À 5 pi 4 po, Leylah Annie Fernandez passe parfois sous le radar.

 

« Dès mes tout débuts, j’étais beaucoup sous-estimée, que ce soit à l’école, au tennis ou même au soccer. Personne ne pensait que je pouvais être une attaquante au sein d’une équipe de soccer. Personne ne pensait que je pouvais être l’enfant la plus intelligente de la classe non plus, mais j’aime prouver aux gens qu’ils ont tort. »

 

La Lavaloise de 17 ans grimpe rapidement sur l’échiquier mondial. Jusqu’à maintenant cette saison, Fernandez s’est qualifiée pour son premier tournoi majeur, elle a disputé une première finale WTA, battu une joueuse du top-5 mondial et une championne de Grand Chelem.

 

Fernandez a amorcé l’année au 209e rang mondial et s’est rapidement hissé jusqu’au 118e échelon. Parmi les joueuses qui la devancent, seule l’Américaine de 16 ans Cori « Coco » Gauff est plus jeune qu’elle.

 

« Tout le monde veut le receveur éloigné stéréotypé », fait remarquer Jorge Fernandez, le père et entraîneur de Leylah Annie. « Tout le monde veut le quart-arrière stéréotypé, tout le monde veut ça. Je regarde Tom Brady, qui est dans l’actualité, la carrière qu’il a menée et où il a été repêché (en 6e ronde au repêchage, ndlr). Je regarde tout ça et je mets toujours dans leur tête "qu’être unique ou différent est un avantage, que les gens qui ne te comprennent pas et qui te voient comme une énigme, ça leur cause problème parce qu’ils ne peuvent pas te cerner ". Que beaucoup d’experts manquent trop de vision. »

 

TSN s’est entretenu longuement cette semaine avec Fernandez et son père. Ceux-ci ont tenté d’expliquer comment la petite gauchère est parvenue à faire une transition en douceur chez les professionnelles.

 

La graine de ce succès a été plantée durant la saison morte.

 

La saison morte

 

Rang : 209e

 

Après avoir remporté les Internationaux de France juniors en juin dernier, Fernandez a principalement joué sur le circuit ITF, remportant un titre à Gatineau, atteignant la finale à Granby, les demi-finales à Vancouver et la finale à Waco au Texas, notamment.

* **Exercices**
[1] Répondez à ces questions sur l'article consacré à Leylah Annie Fernandez :
(a) À quel rang mondial a-t-elle commencé l'année, et jusqu'à quel rang est-elle montée ?
(b) Qui est son entraîneur ?
(c) Quel tournoi a-t-elle remporté en juin dernier ?
[2] Écrivez la suite de l'article consacré à Leylah Annie Fernandez, à partir de sa dernière phrase.
Le listing ne sert à rien pour ce travail.

* **Données d'entrée**
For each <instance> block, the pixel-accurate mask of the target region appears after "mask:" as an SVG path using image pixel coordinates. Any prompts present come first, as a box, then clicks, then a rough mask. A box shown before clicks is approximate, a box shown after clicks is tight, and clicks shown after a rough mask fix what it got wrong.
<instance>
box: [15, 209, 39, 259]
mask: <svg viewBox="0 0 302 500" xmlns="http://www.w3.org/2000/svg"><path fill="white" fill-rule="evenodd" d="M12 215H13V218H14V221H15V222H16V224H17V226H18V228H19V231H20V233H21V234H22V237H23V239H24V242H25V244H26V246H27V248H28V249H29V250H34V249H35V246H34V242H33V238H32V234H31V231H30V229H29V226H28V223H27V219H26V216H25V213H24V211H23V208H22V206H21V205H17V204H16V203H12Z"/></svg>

* **Corrigé**
[1]
(a) Elle a commencé l'année au 209e rang et est montée jusqu'au 118e.
(b) Son entraîneur est son père, Jorge Fernandez.
(c) Elle a remporté les Internationaux de France juniors.

[2]
 

À son équipe se sont greffés durant la saison morte Romain Deridder, à titre d’entraîneur adjoint, et Mark Wellington, qui avait pour mandat de l’aider pour son conditionnement physique.

 

« On s’est réunis et on s’est dit "On va faire vivre l’enfer sur terre à cette petite gauchère pour s’assurer qu’elle arrive aux Internationaux d’Australie avec le meilleur état d’esprit et le meilleur de tout ce qu’elle pourrait possiblement avoir en tant que joueuse de 17 ans », se souvient Jorge.

 

Une partie de l’objectif était alors d’être plus offensive sur le court, ce que Leylah Annie dit avoir appris de son expérience sur le circuit ITF.

 

« J’ai constaté à quel point mon niveau de jeu de l’an dernier était différent. Je pense que nous avons fait du bon travail dans cet aspect de mon jeu. C’est sans compter que physiquement, j’ai gagné en force et en rapidité, ce qui aide beaucoup. »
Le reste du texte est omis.